Image region labeling entries:
·····

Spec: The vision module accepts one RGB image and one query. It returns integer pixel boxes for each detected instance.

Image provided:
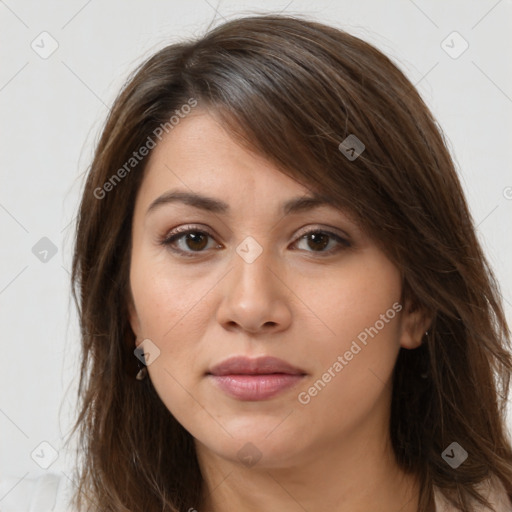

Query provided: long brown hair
[72,15,512,512]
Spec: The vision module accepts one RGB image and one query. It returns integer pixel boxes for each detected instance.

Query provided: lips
[208,356,306,376]
[207,357,306,401]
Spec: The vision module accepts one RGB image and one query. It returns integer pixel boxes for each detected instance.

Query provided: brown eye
[160,228,219,256]
[296,230,350,255]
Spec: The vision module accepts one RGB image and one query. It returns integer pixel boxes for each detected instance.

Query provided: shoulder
[0,473,73,512]
[434,478,512,512]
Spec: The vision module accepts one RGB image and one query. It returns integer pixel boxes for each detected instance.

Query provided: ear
[400,301,432,349]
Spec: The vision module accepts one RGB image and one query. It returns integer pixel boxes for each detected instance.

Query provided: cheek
[299,260,401,416]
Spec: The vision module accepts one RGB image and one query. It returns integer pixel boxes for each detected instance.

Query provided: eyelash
[159,226,351,258]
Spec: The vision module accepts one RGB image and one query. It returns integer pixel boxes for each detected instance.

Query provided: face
[130,111,426,467]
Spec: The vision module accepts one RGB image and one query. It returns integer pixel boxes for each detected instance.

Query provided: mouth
[206,357,306,401]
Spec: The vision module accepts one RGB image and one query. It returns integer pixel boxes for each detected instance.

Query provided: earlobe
[400,303,432,349]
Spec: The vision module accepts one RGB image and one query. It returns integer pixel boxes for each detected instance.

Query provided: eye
[160,226,351,257]
[160,226,221,257]
[295,229,350,255]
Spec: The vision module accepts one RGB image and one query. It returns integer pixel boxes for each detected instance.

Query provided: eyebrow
[146,190,333,215]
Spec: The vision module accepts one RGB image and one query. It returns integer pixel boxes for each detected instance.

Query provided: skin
[129,110,429,512]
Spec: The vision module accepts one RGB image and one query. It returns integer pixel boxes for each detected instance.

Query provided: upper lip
[208,356,305,376]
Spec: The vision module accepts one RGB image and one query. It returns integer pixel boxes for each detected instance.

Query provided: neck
[198,426,419,512]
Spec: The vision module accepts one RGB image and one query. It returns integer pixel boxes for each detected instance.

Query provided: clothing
[0,473,73,512]
[434,479,512,512]
[0,473,512,512]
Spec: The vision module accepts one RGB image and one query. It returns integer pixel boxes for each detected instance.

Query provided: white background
[0,0,512,484]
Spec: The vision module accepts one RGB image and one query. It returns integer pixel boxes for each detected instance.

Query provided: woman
[3,15,512,512]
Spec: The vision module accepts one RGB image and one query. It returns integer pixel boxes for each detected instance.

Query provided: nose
[217,241,292,334]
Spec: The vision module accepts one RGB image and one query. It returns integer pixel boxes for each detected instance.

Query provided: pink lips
[208,357,306,400]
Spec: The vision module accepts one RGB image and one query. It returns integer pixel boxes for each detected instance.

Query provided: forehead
[138,112,320,215]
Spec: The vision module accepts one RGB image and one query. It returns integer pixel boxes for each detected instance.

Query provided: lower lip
[210,373,303,400]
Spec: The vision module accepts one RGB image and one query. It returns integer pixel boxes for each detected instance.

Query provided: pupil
[310,233,329,249]
[187,233,207,250]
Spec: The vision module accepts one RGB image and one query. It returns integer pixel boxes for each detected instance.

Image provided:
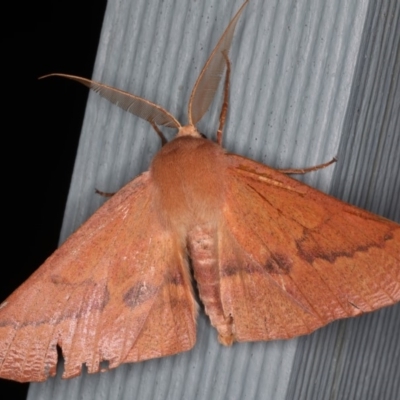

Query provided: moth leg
[217,51,231,145]
[94,189,116,197]
[149,121,167,147]
[277,157,337,174]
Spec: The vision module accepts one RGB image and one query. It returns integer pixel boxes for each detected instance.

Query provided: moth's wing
[188,0,248,125]
[219,155,400,341]
[41,74,181,129]
[0,173,196,381]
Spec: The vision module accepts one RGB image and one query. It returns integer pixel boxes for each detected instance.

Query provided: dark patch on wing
[221,263,263,276]
[265,253,293,275]
[123,282,159,308]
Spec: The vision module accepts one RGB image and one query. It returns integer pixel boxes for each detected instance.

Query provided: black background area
[0,0,106,399]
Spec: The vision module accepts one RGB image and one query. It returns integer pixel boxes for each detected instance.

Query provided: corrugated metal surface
[28,0,400,399]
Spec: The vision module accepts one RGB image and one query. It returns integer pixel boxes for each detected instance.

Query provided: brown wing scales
[219,155,400,341]
[0,173,195,381]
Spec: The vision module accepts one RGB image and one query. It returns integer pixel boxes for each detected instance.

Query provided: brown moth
[0,1,400,381]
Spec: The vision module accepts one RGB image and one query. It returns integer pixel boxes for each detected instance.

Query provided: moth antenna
[39,73,181,129]
[217,52,231,146]
[277,157,337,175]
[188,0,249,125]
[149,121,168,147]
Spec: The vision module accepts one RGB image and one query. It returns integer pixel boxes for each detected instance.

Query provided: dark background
[0,0,106,399]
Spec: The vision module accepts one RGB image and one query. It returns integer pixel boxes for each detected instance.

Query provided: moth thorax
[150,136,225,230]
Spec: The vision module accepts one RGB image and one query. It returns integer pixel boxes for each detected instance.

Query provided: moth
[0,1,400,381]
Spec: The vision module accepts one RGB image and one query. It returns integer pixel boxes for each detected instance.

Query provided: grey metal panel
[287,1,400,400]
[28,0,400,399]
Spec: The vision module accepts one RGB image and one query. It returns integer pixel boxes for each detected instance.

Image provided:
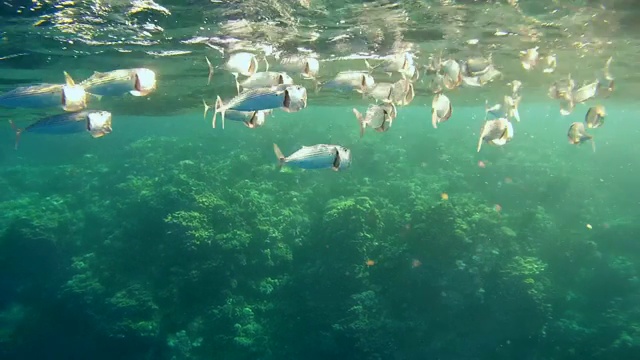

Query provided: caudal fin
[273,143,286,170]
[353,108,367,137]
[202,99,211,119]
[204,56,213,85]
[9,120,24,150]
[211,96,226,129]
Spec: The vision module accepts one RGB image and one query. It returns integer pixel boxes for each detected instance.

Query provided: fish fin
[352,108,367,138]
[63,71,76,86]
[476,122,487,152]
[273,143,286,170]
[234,74,240,95]
[202,99,211,119]
[331,148,342,171]
[431,108,439,129]
[9,120,24,150]
[204,56,213,85]
[364,59,376,73]
[263,55,269,71]
[211,96,226,129]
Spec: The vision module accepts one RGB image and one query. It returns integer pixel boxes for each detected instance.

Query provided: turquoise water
[0,0,640,360]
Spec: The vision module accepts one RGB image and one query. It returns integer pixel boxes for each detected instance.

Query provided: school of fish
[0,47,614,167]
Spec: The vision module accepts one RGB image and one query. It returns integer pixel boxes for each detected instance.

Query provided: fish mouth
[332,148,342,170]
[247,57,258,75]
[282,90,291,109]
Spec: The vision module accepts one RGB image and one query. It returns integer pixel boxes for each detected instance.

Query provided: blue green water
[0,105,640,359]
[0,0,640,360]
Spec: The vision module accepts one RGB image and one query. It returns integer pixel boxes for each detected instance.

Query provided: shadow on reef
[0,138,640,360]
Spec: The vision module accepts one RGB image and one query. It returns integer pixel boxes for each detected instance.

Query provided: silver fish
[477,118,513,152]
[0,72,88,111]
[584,105,607,129]
[279,55,320,80]
[520,46,540,70]
[431,94,453,129]
[322,71,375,94]
[202,100,272,129]
[352,103,398,137]
[462,55,493,77]
[364,51,416,77]
[273,144,351,171]
[9,110,112,149]
[567,122,596,152]
[212,85,307,129]
[504,95,522,122]
[80,68,157,96]
[367,79,415,105]
[240,71,293,89]
[442,59,462,90]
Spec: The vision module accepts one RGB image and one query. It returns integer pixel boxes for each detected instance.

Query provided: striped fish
[273,144,351,171]
[0,72,87,111]
[9,110,111,149]
[80,68,156,96]
[211,84,307,129]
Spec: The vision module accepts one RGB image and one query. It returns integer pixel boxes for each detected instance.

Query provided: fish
[366,79,415,106]
[352,103,398,137]
[273,144,351,171]
[431,94,453,129]
[567,122,596,152]
[520,46,540,70]
[504,95,522,122]
[321,71,376,94]
[0,72,88,112]
[584,105,607,129]
[202,99,271,129]
[364,51,416,77]
[461,55,493,77]
[211,84,307,129]
[477,118,513,152]
[542,54,558,74]
[205,51,269,94]
[441,59,462,90]
[240,71,293,89]
[80,68,157,96]
[507,80,522,97]
[9,110,112,149]
[278,55,320,80]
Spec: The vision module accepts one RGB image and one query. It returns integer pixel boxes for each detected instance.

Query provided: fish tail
[273,143,286,170]
[431,109,438,129]
[211,96,226,129]
[364,59,375,72]
[204,56,213,85]
[353,108,366,137]
[233,73,240,95]
[9,120,24,150]
[63,71,76,86]
[202,99,211,119]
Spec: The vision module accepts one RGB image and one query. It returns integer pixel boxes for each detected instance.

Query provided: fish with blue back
[273,144,351,171]
[9,110,112,149]
[0,72,88,111]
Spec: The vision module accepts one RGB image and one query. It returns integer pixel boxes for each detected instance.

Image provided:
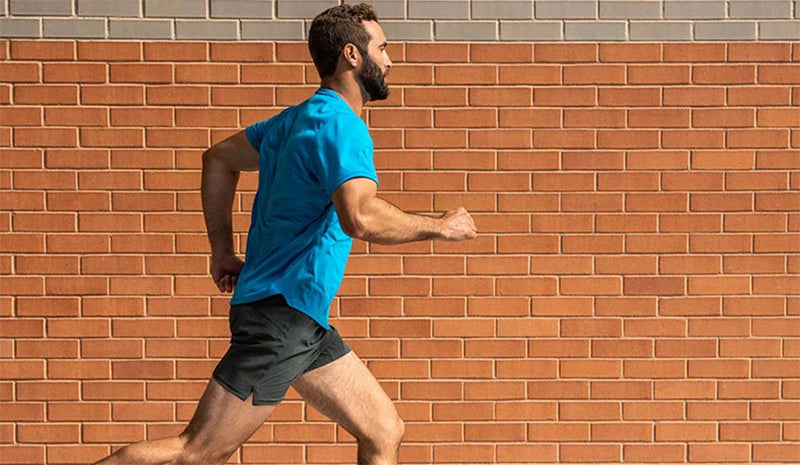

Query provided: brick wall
[0,40,800,464]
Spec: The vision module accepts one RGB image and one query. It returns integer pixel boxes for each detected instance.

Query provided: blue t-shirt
[231,88,378,329]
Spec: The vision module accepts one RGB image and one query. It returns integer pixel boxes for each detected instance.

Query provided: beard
[357,53,389,101]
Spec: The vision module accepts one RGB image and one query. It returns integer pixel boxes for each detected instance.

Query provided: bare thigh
[292,351,400,439]
[182,378,277,456]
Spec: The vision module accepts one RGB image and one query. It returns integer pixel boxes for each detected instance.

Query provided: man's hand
[211,255,244,292]
[441,207,478,241]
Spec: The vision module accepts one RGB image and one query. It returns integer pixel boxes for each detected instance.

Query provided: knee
[176,431,236,465]
[362,417,406,450]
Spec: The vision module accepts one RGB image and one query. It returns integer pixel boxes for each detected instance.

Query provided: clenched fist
[211,254,244,292]
[442,207,478,241]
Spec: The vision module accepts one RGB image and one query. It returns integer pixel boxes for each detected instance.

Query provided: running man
[99,4,476,464]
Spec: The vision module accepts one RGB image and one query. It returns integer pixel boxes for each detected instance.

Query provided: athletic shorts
[213,295,351,405]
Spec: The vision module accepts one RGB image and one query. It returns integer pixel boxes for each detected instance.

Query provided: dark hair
[308,3,378,78]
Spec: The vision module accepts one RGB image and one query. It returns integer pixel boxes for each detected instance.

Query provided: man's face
[356,21,392,101]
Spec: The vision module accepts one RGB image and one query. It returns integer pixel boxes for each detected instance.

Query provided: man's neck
[320,76,366,117]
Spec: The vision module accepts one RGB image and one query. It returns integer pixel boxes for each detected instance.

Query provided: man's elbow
[339,214,369,240]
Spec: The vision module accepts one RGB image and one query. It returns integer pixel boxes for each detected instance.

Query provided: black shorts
[213,295,351,405]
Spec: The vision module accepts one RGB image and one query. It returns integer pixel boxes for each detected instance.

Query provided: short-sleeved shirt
[231,88,378,329]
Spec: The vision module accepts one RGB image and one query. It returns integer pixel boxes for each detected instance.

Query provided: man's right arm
[200,131,259,292]
[332,178,477,244]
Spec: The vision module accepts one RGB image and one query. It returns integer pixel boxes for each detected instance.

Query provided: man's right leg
[97,378,277,465]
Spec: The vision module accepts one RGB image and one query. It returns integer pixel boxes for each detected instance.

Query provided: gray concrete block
[433,21,497,40]
[564,21,628,40]
[730,0,792,19]
[108,19,172,39]
[42,18,107,39]
[600,0,661,19]
[211,0,272,19]
[534,0,597,19]
[758,21,800,40]
[408,0,469,19]
[144,0,206,18]
[9,0,72,16]
[500,21,564,41]
[628,21,692,41]
[368,0,406,23]
[175,20,239,40]
[78,0,142,17]
[242,20,306,40]
[694,21,756,40]
[0,18,42,39]
[276,0,339,19]
[381,21,433,42]
[472,0,533,19]
[664,0,725,19]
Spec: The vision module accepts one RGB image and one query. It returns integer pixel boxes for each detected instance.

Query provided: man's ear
[342,43,361,68]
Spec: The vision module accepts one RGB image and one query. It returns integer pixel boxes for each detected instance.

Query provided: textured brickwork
[0,39,800,464]
[0,0,800,42]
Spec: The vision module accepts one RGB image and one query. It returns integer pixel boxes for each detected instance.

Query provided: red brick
[533,44,597,63]
[42,63,108,84]
[664,43,726,63]
[14,84,78,105]
[469,43,533,63]
[14,127,78,147]
[109,63,174,84]
[498,65,562,86]
[728,86,792,106]
[147,85,210,106]
[81,85,144,105]
[77,41,142,61]
[434,65,498,85]
[627,64,690,84]
[406,43,469,63]
[664,86,733,107]
[692,65,756,85]
[405,87,467,106]
[0,62,41,82]
[758,64,800,85]
[599,43,661,63]
[692,108,755,128]
[528,87,596,107]
[533,129,595,149]
[556,109,625,128]
[241,63,304,84]
[210,42,275,63]
[564,64,631,85]
[386,64,433,85]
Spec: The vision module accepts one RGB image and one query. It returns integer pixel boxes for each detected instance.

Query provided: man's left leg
[292,351,405,465]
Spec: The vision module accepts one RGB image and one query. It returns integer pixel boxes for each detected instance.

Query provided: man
[100,4,476,464]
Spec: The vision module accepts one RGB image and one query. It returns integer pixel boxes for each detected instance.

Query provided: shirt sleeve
[314,115,378,195]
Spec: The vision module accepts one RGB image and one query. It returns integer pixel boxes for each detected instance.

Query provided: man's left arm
[200,131,259,292]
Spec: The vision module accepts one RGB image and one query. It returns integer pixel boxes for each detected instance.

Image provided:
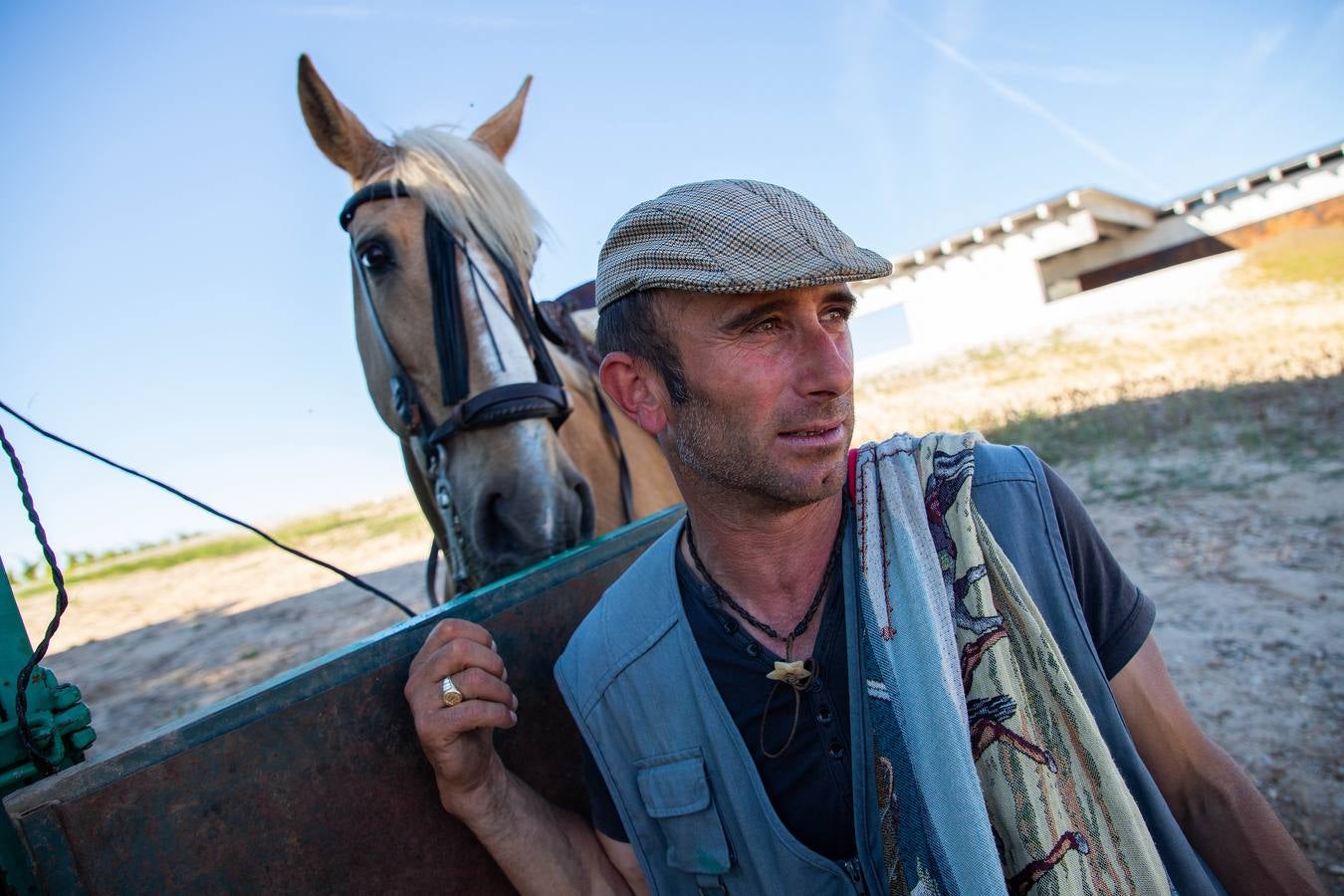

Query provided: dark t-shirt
[584,466,1155,861]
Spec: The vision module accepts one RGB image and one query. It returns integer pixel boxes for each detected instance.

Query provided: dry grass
[856,284,1344,475]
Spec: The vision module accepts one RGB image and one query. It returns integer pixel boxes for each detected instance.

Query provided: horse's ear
[299,53,391,180]
[472,76,533,161]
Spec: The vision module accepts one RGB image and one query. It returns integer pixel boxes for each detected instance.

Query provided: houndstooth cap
[596,180,891,312]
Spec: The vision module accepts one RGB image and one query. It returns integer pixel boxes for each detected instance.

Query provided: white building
[851,143,1344,368]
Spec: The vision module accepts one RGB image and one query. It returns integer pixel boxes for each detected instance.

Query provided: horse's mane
[384,127,545,275]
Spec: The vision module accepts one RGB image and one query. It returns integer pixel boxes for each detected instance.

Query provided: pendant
[765,660,811,687]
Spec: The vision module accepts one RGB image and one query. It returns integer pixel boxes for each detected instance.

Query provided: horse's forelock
[387,127,545,275]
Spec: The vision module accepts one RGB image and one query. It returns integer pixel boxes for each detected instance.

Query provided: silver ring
[438,676,462,707]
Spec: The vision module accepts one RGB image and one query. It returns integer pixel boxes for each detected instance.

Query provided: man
[406,181,1320,893]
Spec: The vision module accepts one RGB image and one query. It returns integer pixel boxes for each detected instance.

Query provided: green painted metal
[0,560,96,893]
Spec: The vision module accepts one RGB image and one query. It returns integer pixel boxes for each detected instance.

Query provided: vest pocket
[636,749,733,874]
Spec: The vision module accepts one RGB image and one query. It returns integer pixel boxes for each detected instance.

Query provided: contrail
[887,5,1164,195]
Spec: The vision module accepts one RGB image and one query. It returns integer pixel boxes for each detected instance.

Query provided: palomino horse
[299,57,680,601]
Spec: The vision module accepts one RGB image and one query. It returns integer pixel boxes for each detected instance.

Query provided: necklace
[686,515,844,759]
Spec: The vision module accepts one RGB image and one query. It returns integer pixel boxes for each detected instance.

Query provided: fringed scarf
[855,432,1171,896]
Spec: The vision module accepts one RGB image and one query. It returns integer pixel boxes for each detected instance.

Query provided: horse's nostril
[568,478,596,547]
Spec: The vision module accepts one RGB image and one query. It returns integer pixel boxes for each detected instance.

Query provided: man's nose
[799,321,853,395]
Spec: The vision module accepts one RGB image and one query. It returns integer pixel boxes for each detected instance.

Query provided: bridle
[340,180,573,597]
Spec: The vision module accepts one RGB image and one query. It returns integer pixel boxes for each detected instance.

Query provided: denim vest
[556,445,1222,896]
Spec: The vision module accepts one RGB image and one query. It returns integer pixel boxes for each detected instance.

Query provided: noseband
[340,180,572,592]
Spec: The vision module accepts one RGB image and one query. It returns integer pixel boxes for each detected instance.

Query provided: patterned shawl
[855,432,1171,896]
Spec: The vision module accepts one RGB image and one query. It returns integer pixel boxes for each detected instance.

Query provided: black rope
[0,401,415,617]
[0,418,70,776]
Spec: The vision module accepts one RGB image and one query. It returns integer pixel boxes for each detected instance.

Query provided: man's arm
[1110,635,1325,896]
[404,619,648,895]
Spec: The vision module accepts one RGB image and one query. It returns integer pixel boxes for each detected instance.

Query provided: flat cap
[596,180,891,312]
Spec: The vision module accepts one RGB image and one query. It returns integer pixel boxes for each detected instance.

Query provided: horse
[299,55,680,603]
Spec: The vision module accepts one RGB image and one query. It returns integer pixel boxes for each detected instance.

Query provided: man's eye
[358,242,392,274]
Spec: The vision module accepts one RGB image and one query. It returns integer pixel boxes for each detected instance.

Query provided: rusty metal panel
[5,508,680,895]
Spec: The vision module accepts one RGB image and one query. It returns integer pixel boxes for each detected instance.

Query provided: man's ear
[598,352,668,438]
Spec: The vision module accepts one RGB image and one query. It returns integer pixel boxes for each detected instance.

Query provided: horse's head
[299,57,592,589]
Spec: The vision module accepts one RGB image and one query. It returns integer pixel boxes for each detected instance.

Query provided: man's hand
[406,619,518,816]
[406,619,648,896]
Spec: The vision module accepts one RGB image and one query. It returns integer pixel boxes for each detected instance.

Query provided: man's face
[661,284,853,508]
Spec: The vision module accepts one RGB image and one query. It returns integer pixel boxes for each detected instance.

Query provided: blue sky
[0,0,1344,566]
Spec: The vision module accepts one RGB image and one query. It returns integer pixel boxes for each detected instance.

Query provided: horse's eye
[358,242,392,274]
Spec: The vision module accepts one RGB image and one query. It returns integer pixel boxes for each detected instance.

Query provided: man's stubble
[667,384,853,509]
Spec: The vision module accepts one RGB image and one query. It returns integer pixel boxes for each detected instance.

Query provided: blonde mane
[384,127,545,275]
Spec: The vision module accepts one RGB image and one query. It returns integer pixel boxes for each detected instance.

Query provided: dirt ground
[23,248,1344,892]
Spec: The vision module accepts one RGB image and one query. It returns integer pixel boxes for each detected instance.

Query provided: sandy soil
[24,252,1344,892]
[1059,451,1344,892]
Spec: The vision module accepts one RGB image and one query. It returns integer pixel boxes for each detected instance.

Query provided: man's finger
[438,669,518,709]
[407,638,504,687]
[411,619,495,674]
[415,700,518,747]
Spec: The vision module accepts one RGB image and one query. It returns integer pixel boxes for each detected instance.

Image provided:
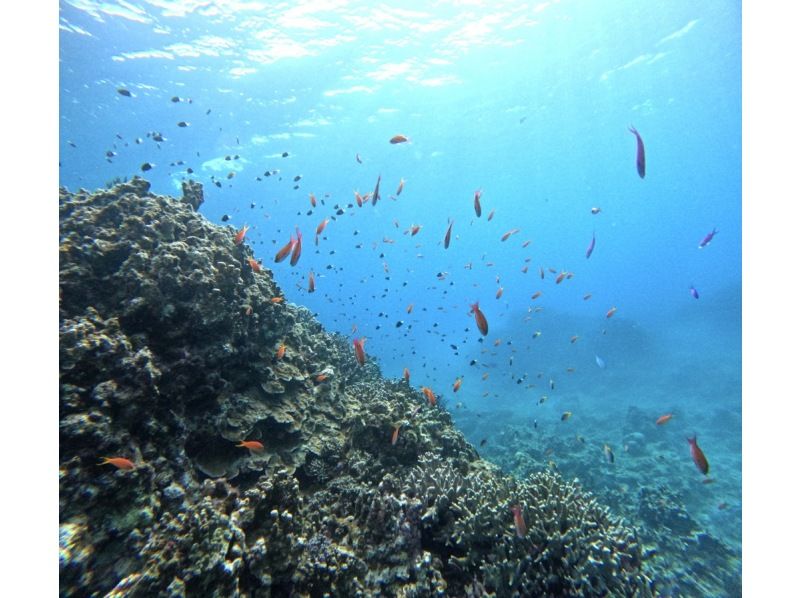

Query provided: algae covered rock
[59,182,652,597]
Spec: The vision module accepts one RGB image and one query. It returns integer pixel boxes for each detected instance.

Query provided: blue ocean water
[59,0,742,592]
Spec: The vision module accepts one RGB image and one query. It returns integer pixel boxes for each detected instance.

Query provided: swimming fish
[686,434,708,475]
[586,233,595,260]
[470,301,489,336]
[511,505,528,538]
[628,125,644,179]
[289,227,303,266]
[697,227,719,249]
[236,440,264,453]
[98,457,136,471]
[353,336,367,365]
[233,224,250,245]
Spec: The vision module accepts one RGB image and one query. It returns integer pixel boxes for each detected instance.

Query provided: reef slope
[59,178,654,597]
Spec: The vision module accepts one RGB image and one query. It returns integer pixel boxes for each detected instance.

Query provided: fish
[511,505,528,538]
[236,440,264,453]
[697,227,719,249]
[275,235,297,264]
[686,434,708,475]
[98,457,136,471]
[444,220,454,249]
[586,233,595,260]
[353,336,367,365]
[500,228,519,241]
[247,257,261,274]
[470,301,489,336]
[289,227,303,266]
[603,444,614,463]
[372,175,381,206]
[628,125,644,179]
[233,224,250,245]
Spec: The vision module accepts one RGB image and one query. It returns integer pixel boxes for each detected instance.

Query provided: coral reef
[59,177,653,597]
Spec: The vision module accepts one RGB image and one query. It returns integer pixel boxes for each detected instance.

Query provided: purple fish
[586,233,594,260]
[628,125,644,178]
[697,227,719,249]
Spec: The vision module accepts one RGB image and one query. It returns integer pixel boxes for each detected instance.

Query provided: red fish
[98,457,136,471]
[236,440,264,453]
[444,220,454,249]
[275,235,297,264]
[686,434,708,475]
[353,336,367,365]
[628,125,644,179]
[289,228,303,266]
[511,505,528,538]
[470,301,489,336]
[233,224,250,245]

·····

Job ▸ Could you rewrite the listing from its beginning through the line containing "[207,357,306,401]", swapping "vision module" for "vision system" and keeping everything else the same? Omit the picture from your answer.

Answer ▸
Spec: The vision system accepts one RGB image and one query. It returns integer pixel boxes for each detected instance.

Image provided:

Query provided: long brown hair
[72,15,512,512]
Spec: The vision system accepts one RGB image and one query. It returns integer pixel boxes for each detected instance.

Query provided: lips
[208,356,306,376]
[207,357,306,401]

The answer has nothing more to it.